(Exercise details)
Images excluded, reproduce each line of the records exactly as it stands.

Dataset excerpts:
○ ○ ○ ○
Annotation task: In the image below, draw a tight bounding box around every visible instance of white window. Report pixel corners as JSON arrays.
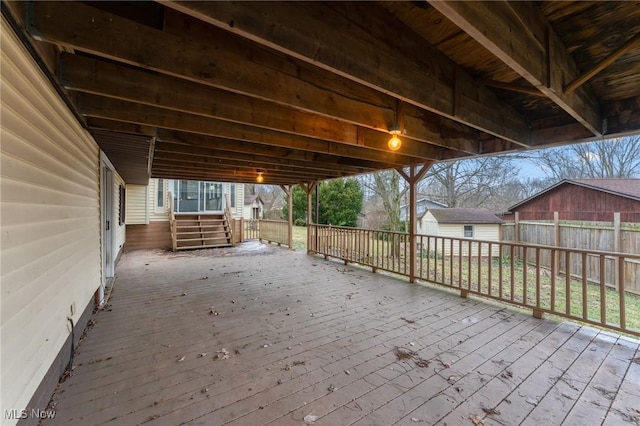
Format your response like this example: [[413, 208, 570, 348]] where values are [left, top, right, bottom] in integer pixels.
[[156, 179, 164, 209], [464, 225, 473, 238]]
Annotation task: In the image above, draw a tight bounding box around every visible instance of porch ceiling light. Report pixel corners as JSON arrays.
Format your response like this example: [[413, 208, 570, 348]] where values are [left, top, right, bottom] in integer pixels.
[[256, 171, 264, 183], [388, 125, 402, 151]]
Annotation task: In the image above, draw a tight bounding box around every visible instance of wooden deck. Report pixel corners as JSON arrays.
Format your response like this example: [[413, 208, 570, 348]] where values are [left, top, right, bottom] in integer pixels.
○ ○ ○ ○
(Answer for the task)
Annotation task: In the image below, draw a tight bounding box around every visible instance of white window. Report pixel corners as JSON arrays.
Format your response like this example: [[413, 208, 570, 348]] where values are [left, top, right, bottom] in integer pixels.
[[156, 179, 164, 209], [464, 225, 473, 238]]
Annotation task: In the image above, draw a tight bounding box around every visible instance of porch ceiling light. Report pixel corners as JSON arrays.
Format your response like this example: [[413, 208, 570, 348]] where values are [left, top, right, bottom] in integer pixels.
[[256, 171, 264, 183], [388, 125, 402, 151]]
Annotation task: In the image above, draw a tight bounding box around every visible instance of wooden deck. Report pixel corners as JSON arrays.
Format your response like this example: [[413, 208, 570, 348]] where values are [left, top, right, bottom] in integer pixels.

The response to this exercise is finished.